- [BRANO]
⁂

Giovi, la poesia antidoto al "si c'o puort, c'o truov"

Giovi, una periferia che la città di Salerno non è mai riuscita a coinvolgere del tutto.

Una sola frazione divisa in una quindicina di "case" e quartieri, sgrammaticata come solo può esserlo una realtà troppo ricca per sottostare ai diktat della sintassi; ebbene, Giovi, il suo pegno alla diversità e alla specificità, l'ha pagato, e pure con gli interessi : alzi la mano il lettore che al sentir parlare di Giovi non abbia pensato, con il sorriso allusivo di chi la sa lunga, al motto che dall'origine dei tempi condanna la nostra terra: "Juov, si c'o puort, c'o truove" (Giovi, se ce lo porti, ce lo trovi).
È incredibile come una rima possa inchiodare per sempre una frazione al legno ingrato della grettezza più bieca!
Già, una rima. E proprio una rima di una delle oltre 240 poesie presentate alla II edizione del Premio Nazionale di Poesia "Spiga di grano", per una sorta di nemesi storica, viene a costituire l'antidoto più efficace contro l'ingiusto e immeritato epiteto affibbiato a Giovi.
Tutto è iniziato poco più di un anno fa. Come tutte le rivoluzioni, il grimaldello che ha scardinato il pregiudizio è stato un gesto semplice: l'intuizione di un giovane amante della poesia e poeta egli stesso, Angelo Palatucci, subito capita e supportata da una coraggiosa associazione culturale-sportiva, quella delle "Colline di Giovi" (allora presieduta dal dr. Massimiliano Natella e oggi, invece, dal sig. Gerardo Rocchino).
Dall'incontro tra l'idea illuminante e la voglia di crederci, nasce la prima edizione del Premio di Poesia "Spiga di Grano".
E così il "si c'o puort, c'o truov",  inizia a vacillare sotto i colpi della cultura, sola dispensatrice di una generosità capace di intaccare anche i più inveterati e stupidi luoghi comuni.
Il 24 settembre, c'è stata la II edizione del premio predetto.
L'Auditorium della Scuola Media di Giovi, allora, ancora una volta e ancora di più rispetto allo scorso anno, ha fatto da cassa di risonanza ai versi di quella "poesia-eco" prefigurata da Carl Sandburg, che "chiede all'ombra di ballare".
La serata del premio, per evitare che la nave, per quanto strutturalmente inaffondabile, potesse colare a picco a causa dell'impatto con gli iceberg  dei cuori refrattari al bello, è stata affidata alla conduzione dell'ottimo Enzo Landolfi.
Alla fine dell'evento, possiamo dire che anche grazie alla maestria e alla leggerezza "colta" del conduttore, la nave è giunta vittoriosamente in porto.

⁂

- [MATERIALE FORNITO]
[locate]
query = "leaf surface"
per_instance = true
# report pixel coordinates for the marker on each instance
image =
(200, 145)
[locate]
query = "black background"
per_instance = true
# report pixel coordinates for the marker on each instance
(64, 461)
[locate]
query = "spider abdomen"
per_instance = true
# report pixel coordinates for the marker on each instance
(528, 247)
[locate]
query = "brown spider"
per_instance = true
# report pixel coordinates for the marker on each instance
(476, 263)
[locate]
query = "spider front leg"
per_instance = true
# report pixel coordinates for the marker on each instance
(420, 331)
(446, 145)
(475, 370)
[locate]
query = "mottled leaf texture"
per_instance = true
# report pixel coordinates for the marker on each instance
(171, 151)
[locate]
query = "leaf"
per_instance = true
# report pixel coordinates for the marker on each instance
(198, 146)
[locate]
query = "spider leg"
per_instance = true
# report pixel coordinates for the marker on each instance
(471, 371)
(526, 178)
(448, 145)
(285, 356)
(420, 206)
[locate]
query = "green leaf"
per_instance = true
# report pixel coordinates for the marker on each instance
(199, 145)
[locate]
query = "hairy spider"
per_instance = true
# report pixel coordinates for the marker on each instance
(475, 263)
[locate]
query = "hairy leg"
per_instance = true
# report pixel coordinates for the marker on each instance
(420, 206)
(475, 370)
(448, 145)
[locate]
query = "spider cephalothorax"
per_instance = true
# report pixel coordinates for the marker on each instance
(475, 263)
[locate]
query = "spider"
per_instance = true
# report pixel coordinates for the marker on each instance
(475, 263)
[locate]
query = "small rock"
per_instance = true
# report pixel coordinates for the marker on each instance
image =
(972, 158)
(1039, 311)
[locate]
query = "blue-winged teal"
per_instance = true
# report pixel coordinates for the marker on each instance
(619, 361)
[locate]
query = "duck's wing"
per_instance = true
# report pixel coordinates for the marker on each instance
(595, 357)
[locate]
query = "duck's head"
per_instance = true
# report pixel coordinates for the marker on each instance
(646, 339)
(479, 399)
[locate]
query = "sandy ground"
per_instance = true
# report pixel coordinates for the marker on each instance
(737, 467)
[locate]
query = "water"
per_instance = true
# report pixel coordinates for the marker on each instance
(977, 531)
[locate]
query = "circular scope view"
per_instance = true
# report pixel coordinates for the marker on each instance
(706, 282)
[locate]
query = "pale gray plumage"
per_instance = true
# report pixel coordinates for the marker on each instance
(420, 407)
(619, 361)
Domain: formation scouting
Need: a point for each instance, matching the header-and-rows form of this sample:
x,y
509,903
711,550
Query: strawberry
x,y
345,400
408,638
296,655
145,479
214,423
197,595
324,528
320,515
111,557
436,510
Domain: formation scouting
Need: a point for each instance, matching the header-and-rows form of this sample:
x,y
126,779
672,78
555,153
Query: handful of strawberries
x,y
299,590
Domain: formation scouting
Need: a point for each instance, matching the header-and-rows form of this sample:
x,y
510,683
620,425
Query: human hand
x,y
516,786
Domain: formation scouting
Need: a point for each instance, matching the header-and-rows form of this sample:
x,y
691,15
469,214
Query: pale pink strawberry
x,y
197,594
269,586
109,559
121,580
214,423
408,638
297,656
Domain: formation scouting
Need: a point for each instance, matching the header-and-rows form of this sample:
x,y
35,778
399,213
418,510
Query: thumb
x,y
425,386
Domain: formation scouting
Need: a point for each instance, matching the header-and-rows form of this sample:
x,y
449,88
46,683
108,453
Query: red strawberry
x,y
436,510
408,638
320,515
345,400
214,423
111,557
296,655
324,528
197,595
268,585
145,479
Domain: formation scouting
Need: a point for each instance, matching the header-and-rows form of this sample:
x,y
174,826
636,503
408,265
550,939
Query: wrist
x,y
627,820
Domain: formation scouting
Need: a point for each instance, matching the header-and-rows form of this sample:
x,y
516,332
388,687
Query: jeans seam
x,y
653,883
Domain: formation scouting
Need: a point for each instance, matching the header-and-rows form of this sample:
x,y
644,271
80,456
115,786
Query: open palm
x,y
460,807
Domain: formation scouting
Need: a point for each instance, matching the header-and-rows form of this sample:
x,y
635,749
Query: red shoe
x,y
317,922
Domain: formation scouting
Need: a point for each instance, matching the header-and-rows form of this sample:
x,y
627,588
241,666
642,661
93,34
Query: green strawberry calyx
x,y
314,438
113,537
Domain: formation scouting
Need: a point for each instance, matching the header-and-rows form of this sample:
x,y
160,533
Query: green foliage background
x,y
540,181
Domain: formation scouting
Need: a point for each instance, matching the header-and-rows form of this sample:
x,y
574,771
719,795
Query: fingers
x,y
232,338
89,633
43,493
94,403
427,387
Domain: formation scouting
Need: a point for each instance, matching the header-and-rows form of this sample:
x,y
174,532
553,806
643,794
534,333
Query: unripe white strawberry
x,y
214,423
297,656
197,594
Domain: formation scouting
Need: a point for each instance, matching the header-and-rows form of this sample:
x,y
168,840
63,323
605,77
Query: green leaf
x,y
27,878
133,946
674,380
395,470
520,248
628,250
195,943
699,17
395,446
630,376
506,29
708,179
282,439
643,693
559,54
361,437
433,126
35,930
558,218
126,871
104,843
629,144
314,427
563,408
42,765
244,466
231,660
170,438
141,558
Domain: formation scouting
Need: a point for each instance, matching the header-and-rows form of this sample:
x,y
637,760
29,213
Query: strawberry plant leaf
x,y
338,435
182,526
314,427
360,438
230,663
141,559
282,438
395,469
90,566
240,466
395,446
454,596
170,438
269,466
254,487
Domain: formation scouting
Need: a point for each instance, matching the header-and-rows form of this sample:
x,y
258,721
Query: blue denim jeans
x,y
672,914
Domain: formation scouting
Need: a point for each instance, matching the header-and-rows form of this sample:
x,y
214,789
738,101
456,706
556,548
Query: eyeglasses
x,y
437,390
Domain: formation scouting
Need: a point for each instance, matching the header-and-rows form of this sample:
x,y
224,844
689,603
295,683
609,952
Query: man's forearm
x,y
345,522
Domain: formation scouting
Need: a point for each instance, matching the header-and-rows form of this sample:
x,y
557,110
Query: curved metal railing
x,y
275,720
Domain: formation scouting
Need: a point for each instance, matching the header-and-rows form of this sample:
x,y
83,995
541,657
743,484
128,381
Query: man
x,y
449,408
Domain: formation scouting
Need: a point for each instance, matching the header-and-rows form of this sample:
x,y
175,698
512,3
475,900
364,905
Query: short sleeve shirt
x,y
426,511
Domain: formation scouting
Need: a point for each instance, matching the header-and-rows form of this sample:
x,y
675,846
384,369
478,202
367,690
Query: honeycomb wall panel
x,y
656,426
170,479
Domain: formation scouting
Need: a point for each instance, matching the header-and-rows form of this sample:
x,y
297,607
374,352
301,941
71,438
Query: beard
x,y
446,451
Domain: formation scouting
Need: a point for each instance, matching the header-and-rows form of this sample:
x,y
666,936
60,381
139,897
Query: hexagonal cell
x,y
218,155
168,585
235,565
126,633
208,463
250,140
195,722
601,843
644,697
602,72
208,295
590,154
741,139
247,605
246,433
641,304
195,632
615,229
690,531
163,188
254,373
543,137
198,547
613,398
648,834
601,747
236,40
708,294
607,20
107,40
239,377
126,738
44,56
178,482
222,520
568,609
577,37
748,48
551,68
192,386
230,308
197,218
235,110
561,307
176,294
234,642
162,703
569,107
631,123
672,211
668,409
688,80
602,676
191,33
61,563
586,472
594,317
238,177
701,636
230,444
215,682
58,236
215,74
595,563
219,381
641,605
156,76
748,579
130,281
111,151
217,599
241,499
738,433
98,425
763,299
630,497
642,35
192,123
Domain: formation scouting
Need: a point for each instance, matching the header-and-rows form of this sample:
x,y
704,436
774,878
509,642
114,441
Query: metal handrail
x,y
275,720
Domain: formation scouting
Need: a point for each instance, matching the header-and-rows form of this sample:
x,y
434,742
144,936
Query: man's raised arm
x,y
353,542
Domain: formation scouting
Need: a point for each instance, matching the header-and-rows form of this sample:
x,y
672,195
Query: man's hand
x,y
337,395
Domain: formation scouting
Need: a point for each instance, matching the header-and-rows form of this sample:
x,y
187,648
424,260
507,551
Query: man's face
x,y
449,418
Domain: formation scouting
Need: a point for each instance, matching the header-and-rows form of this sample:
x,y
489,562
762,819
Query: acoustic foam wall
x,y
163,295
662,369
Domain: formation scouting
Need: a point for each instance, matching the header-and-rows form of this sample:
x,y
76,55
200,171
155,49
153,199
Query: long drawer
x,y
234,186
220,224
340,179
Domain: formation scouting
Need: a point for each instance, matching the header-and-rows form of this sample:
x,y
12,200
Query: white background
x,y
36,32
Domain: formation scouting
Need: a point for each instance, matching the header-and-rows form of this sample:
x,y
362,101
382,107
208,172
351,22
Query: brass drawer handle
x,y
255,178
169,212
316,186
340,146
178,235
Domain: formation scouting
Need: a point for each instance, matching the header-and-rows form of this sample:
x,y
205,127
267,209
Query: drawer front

⁂

- [RICHIESTA SCRITTA 1]
Secondo il brano su Giovi, chi ha condotto la serata della II edizione del premio?
- [RICHIESTA SCRITTA 2]
Prosegui il brano sul premio di poesia di Giovi a partire da dove si ferma.
Il materiale qui sopra non serve.

- [RISPOSTA 1]
Enzo Landolfi.

- [RISPOSTA 2]
Sul palco, così, si sono alternati versi (in italiano e in vernacolo), intrecciate rime, sovrapposte età (dalla ragazzina di 11 anni alla nonna di quasi 90), azzerate distanze (sono giunti, alla segreteria del premio, componimenti da tutta Italia, da Cefalù a Milano). In altre parole, si è fatta cultura, mettendo in difficoltà, per la bellezza dei componimenti giunti in segreteria, anche la titolata giuria del premio presieduta dal prof. Andrea Natella.
Per inciso, nota di merito va riconosciuta alla lettrice di molte liriche in concorso nonché, come diremo tra poco, anche di alcuni passi dell'opera presentata nell'occasione del premio, la dott.ssa Sonia Postiglione, che ha dato profondità e ali ancora più robuste al volo delle liriche.
Prima dell'apertura ufficiale della II edizione del Premio Nazionale "Spiga di Grano", come accennavamo, si è svolta la toccante presentazione del libro "Tra sogno e realtà...Dottor Cresta di Gallo ed il suo mondo magico: la fantasia di due bimbi...si trasforma in...Magia...", Pubblisfera Edizioni.
Trattasi di un racconto lungo scritto a quattro mani da Angelo Palatucci ed Emmanuela Rovito in cui, attingendo a quella fantasia che solo può imbrattare le pareti asettiche di un ospedale con l'incantesimo della magia, addirittura il guanto di una sala operatoria può assumere le fattezze di una...cresta di gallo.
E inizia il Sogno capace di redimere le vite dei due piccoli protagonisti, convinti che anche la loro vita, nonostante la problematica partenza, debba fiorire in un tripudio di colori.
Scritto di getto, tra telefonate e chat fb (...), questo racconto è un piccolo Arcobaleno che gli autori, Angelo Palatucci e Emmanuela Rovito, vogliono disegnare nel cielo di coloro che...nella vita vivono o hanno vissuto troppi temporali!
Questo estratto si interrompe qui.